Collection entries
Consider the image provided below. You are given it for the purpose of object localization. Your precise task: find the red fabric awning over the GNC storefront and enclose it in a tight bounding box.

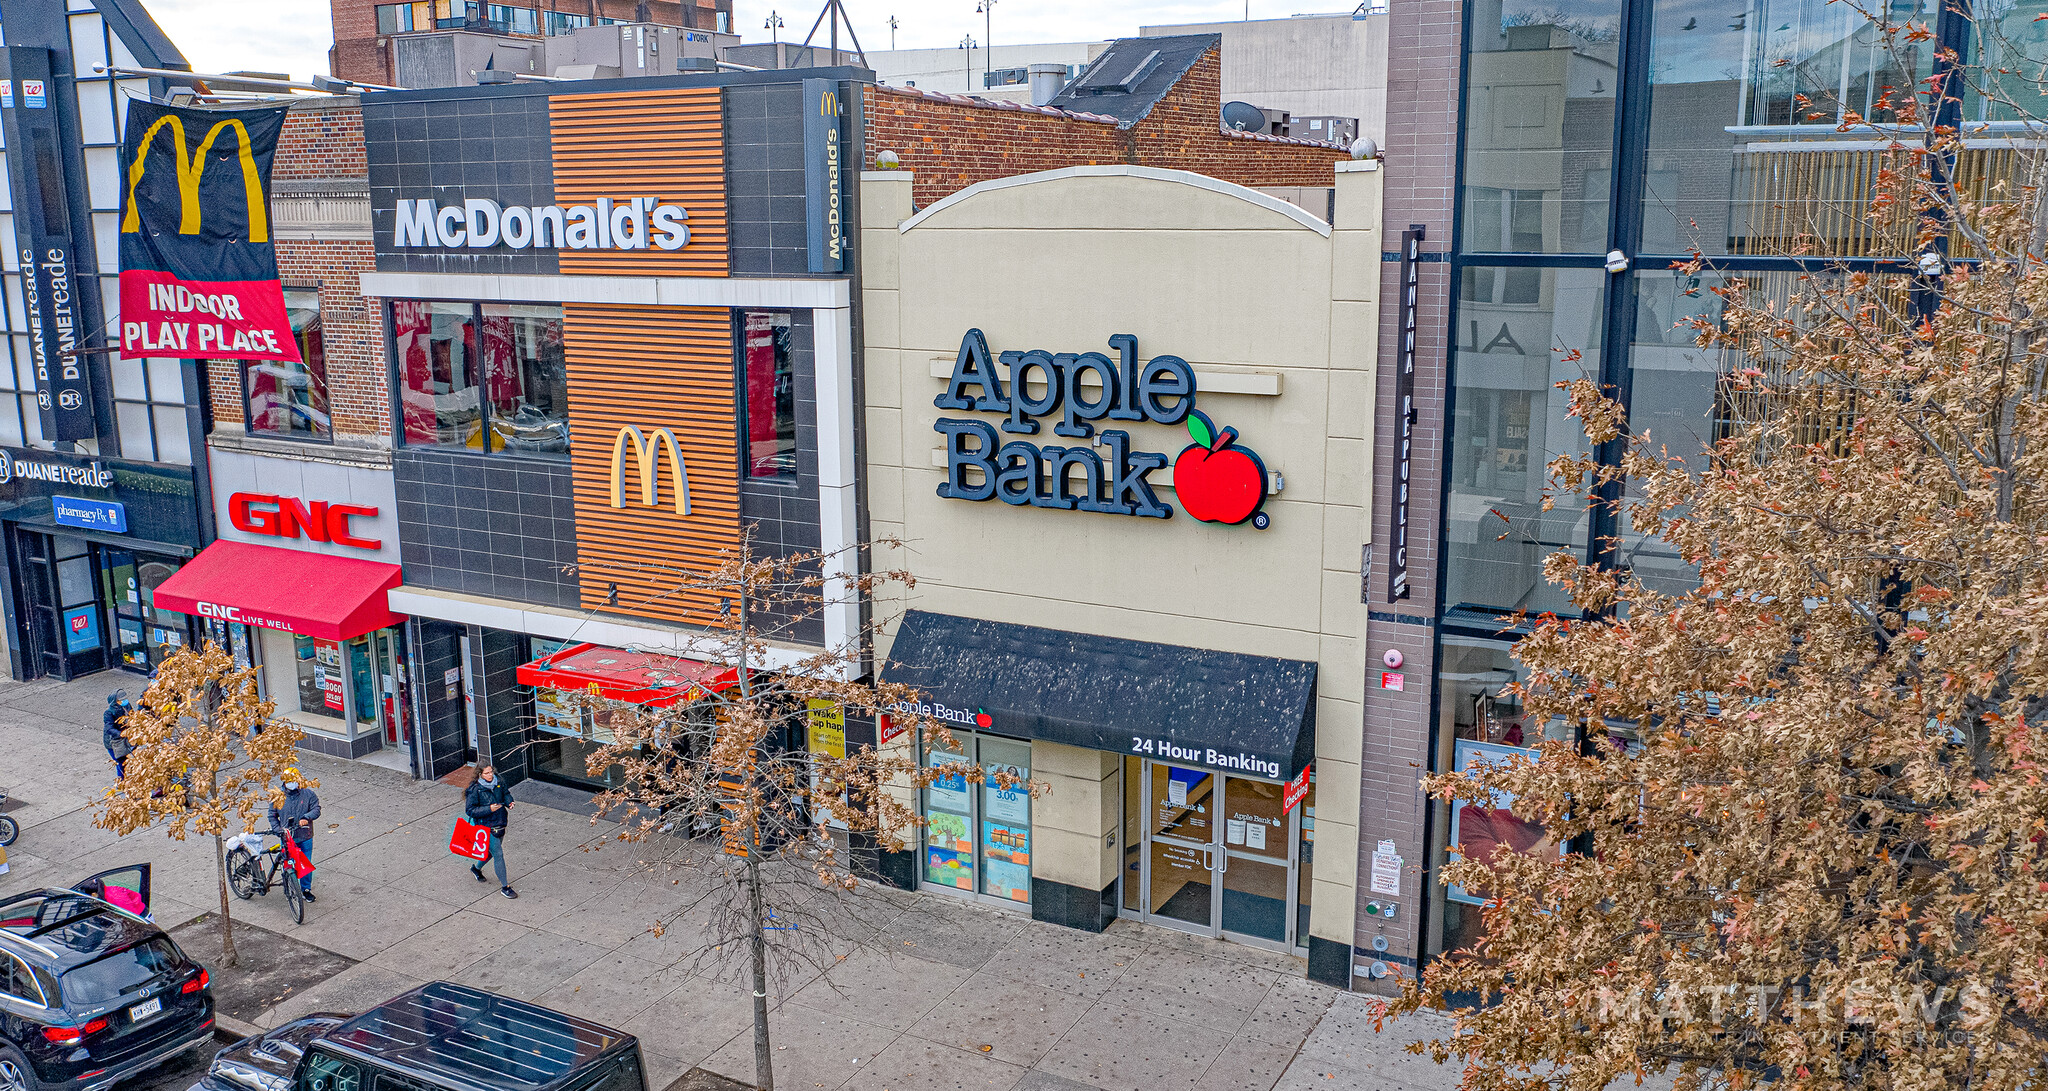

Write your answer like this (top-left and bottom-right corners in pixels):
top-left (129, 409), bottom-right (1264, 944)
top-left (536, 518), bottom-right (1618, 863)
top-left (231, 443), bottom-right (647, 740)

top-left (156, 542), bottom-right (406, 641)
* * *
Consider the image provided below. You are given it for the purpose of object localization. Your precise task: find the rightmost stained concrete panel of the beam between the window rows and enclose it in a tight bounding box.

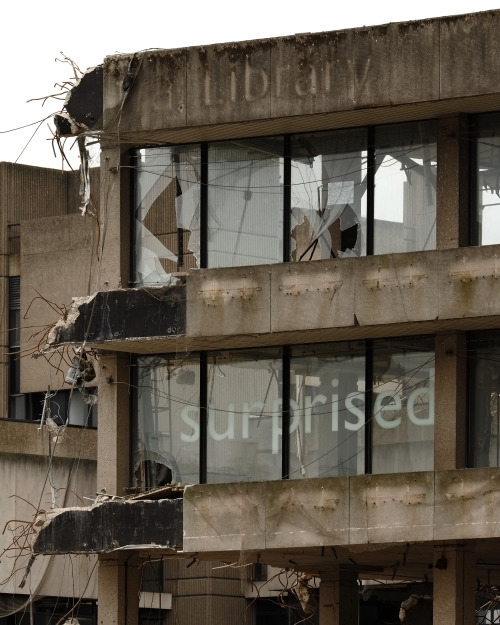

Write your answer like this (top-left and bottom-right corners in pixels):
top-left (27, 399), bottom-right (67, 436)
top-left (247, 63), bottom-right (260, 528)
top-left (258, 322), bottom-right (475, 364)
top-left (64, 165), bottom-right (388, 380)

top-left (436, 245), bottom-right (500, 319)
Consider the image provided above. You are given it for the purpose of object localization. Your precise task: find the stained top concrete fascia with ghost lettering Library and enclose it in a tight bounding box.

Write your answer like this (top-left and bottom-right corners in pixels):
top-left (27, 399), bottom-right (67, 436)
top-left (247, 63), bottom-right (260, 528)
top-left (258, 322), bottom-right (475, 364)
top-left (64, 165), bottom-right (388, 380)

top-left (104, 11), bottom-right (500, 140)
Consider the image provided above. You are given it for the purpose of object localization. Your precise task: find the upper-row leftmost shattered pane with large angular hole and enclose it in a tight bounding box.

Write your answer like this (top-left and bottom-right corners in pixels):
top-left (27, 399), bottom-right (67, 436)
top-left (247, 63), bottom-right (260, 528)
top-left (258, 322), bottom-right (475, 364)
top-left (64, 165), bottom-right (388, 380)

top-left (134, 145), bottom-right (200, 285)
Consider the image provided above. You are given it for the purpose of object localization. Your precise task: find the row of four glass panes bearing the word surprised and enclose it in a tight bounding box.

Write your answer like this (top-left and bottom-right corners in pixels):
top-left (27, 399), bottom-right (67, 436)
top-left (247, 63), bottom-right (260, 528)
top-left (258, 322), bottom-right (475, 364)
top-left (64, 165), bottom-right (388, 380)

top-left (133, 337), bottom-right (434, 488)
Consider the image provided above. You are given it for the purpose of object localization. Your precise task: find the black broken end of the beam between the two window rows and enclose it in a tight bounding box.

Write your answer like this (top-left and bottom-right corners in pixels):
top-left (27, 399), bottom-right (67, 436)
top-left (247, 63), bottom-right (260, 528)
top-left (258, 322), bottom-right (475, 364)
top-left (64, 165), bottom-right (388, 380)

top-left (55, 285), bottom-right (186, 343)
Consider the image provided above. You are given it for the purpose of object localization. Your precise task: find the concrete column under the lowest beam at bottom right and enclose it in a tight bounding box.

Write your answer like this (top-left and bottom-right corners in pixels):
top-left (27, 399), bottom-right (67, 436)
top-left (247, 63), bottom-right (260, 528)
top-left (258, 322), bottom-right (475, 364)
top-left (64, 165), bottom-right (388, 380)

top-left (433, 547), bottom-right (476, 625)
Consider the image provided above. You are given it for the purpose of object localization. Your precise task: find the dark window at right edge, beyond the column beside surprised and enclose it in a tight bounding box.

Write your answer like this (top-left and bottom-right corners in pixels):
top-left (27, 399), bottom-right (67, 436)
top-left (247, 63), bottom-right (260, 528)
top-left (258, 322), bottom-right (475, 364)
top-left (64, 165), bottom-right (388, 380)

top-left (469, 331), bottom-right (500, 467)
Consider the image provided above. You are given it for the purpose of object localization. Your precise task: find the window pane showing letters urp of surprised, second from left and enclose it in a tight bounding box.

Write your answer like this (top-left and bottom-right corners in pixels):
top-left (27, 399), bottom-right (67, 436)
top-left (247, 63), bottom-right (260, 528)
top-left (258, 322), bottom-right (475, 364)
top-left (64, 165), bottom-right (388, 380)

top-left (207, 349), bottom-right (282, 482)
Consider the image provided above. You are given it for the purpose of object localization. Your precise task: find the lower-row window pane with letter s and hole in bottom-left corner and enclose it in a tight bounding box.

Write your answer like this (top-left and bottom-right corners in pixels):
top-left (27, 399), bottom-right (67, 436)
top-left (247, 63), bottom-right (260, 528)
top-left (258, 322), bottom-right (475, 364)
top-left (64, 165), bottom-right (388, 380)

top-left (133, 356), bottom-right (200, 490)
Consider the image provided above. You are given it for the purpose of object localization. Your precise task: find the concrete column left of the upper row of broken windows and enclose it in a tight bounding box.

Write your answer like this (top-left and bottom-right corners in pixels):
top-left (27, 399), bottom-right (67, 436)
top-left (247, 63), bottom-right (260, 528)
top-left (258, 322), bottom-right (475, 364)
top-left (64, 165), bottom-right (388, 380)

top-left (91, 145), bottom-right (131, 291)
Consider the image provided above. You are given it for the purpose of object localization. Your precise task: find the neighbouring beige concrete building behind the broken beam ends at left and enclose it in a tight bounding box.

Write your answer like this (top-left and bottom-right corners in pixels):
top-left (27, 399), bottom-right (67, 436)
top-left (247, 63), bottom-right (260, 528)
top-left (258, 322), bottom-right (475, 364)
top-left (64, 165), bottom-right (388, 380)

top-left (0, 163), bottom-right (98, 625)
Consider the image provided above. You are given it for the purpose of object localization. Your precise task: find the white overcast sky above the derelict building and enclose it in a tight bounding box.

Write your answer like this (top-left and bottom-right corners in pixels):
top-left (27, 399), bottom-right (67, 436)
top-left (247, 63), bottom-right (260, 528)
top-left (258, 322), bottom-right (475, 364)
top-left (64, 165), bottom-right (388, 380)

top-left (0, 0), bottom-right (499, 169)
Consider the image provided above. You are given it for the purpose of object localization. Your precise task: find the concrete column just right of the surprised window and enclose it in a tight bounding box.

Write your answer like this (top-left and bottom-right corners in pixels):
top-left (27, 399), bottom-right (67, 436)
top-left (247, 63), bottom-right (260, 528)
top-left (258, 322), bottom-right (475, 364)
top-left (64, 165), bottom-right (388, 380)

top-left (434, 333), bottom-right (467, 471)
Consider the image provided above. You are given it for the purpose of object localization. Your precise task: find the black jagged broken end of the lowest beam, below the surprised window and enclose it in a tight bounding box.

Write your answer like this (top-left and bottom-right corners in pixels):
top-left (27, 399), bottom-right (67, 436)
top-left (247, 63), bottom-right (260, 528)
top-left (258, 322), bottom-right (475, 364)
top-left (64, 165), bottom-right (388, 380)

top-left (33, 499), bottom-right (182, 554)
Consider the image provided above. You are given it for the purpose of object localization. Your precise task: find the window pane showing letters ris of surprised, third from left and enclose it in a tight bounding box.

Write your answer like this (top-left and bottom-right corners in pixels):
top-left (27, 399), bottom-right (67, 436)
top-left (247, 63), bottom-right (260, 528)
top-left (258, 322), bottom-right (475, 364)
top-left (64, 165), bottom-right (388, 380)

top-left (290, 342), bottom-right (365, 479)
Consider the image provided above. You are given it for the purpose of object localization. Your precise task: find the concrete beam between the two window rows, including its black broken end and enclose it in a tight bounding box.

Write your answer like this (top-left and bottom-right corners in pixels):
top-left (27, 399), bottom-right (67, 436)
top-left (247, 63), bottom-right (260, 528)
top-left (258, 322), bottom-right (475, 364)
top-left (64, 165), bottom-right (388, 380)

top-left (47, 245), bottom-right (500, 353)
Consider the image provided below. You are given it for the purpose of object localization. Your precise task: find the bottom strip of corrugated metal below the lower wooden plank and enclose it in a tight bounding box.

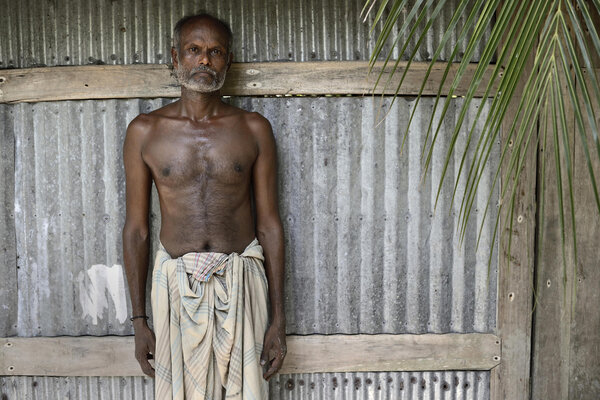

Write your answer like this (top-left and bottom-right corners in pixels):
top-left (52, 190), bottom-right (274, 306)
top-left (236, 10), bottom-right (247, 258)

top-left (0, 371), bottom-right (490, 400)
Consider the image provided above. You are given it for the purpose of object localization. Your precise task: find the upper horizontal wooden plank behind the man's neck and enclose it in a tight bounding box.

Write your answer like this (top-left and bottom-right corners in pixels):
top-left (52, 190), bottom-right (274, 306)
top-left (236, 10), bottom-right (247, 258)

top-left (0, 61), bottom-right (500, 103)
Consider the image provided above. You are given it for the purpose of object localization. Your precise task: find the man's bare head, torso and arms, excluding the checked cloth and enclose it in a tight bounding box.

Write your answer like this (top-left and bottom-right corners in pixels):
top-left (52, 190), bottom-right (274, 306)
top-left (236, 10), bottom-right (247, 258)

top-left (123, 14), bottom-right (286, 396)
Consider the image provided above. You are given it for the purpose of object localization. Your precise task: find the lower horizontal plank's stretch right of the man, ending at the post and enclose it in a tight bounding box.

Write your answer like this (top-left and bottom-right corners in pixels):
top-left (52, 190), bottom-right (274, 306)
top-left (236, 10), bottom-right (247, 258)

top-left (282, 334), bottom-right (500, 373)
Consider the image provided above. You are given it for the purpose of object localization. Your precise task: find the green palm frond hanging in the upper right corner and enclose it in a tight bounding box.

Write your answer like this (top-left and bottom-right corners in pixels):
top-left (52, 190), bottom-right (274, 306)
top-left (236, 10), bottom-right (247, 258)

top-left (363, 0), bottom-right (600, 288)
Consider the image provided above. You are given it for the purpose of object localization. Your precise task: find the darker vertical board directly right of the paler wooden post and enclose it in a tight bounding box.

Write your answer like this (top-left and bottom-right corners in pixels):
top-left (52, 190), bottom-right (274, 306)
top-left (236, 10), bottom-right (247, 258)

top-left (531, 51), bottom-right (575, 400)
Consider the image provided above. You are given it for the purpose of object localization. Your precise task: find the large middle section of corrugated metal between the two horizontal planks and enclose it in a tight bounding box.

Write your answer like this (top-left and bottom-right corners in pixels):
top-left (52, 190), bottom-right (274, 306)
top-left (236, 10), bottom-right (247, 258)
--
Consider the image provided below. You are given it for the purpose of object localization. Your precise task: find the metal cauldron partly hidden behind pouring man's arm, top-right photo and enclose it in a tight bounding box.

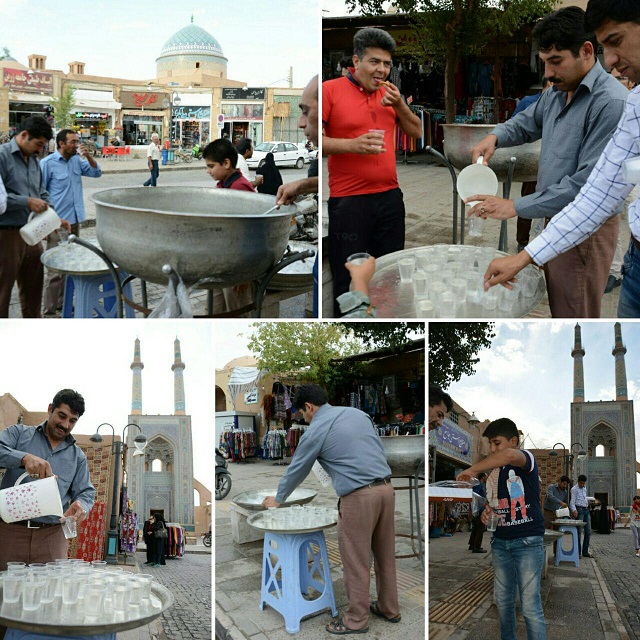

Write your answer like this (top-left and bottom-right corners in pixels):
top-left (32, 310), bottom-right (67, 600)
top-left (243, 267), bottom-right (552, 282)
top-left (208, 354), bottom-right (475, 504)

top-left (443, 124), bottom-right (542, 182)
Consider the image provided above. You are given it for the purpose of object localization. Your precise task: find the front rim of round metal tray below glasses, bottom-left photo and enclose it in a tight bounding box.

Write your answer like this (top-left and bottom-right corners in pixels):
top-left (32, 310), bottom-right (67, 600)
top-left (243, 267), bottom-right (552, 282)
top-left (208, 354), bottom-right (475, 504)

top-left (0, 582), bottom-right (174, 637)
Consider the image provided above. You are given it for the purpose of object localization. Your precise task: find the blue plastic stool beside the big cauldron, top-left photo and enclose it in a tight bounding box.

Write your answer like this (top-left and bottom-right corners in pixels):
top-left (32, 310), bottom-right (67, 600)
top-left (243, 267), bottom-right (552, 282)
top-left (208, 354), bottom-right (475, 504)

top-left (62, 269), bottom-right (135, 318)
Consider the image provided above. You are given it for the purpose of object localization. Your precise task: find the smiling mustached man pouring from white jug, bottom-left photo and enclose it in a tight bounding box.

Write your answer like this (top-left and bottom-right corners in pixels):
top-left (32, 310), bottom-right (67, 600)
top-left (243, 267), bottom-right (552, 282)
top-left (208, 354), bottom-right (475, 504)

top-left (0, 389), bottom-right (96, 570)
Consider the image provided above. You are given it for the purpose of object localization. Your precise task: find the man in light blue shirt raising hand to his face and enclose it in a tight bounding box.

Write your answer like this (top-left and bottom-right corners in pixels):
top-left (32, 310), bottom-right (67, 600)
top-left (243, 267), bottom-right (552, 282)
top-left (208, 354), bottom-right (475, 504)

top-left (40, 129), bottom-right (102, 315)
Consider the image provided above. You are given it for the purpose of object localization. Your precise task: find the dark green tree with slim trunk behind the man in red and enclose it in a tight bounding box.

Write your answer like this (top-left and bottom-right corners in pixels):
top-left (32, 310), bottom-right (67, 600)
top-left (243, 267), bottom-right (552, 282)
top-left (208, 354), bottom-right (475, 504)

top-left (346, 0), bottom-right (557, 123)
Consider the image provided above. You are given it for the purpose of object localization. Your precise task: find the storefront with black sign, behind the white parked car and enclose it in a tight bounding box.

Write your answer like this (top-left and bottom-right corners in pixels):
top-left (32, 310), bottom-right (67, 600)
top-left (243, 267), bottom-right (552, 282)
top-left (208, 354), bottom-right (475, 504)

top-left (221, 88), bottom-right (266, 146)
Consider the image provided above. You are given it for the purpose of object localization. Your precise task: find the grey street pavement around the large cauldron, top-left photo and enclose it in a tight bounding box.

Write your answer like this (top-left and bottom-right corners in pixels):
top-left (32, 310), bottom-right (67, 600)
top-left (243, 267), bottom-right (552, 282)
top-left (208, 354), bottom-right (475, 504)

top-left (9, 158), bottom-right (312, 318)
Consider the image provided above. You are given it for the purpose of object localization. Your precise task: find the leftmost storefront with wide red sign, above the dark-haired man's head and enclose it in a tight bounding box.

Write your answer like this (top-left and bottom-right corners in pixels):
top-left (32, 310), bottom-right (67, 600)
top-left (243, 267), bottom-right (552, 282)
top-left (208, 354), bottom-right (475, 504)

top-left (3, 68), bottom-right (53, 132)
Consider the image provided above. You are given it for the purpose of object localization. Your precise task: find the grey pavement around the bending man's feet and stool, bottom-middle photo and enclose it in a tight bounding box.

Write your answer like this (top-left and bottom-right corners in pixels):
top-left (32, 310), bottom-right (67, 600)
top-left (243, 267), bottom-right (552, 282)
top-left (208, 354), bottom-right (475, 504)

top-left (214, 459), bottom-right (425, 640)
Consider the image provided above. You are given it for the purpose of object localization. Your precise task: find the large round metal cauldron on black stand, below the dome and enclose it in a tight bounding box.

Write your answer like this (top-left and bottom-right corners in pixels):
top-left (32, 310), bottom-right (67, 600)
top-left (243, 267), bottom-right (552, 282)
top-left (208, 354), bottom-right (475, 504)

- _EXERCISE BRIEF_
In the records above, some lines hold the word "between"; copy each such line.

- _SOLUTION TO THIS EXERCISE_
Consider the image provided below. You are given it for the purpose of object localization. Your precise task: find the rightmost stained concrete panel of the beam between the window rows and enclose it in a tight bounding box.
Consider the image provided above. You are given it for the purpose of object localization. Your precise task: find the black broken end of the beam between the two window rows and enclose it in a tight bounding box.
Consider the image provided above. You are given it for the purpose of object localization. Your precise task: find the concrete beam between the two window rows, including its black broken end and enclose it in a tight bounding box.
Consider the image provided above. You are given it for the purpose of object localization. Your precise task: find the large middle section of corrugated metal between the two horizontal planks and enclose it in a tight bounding box.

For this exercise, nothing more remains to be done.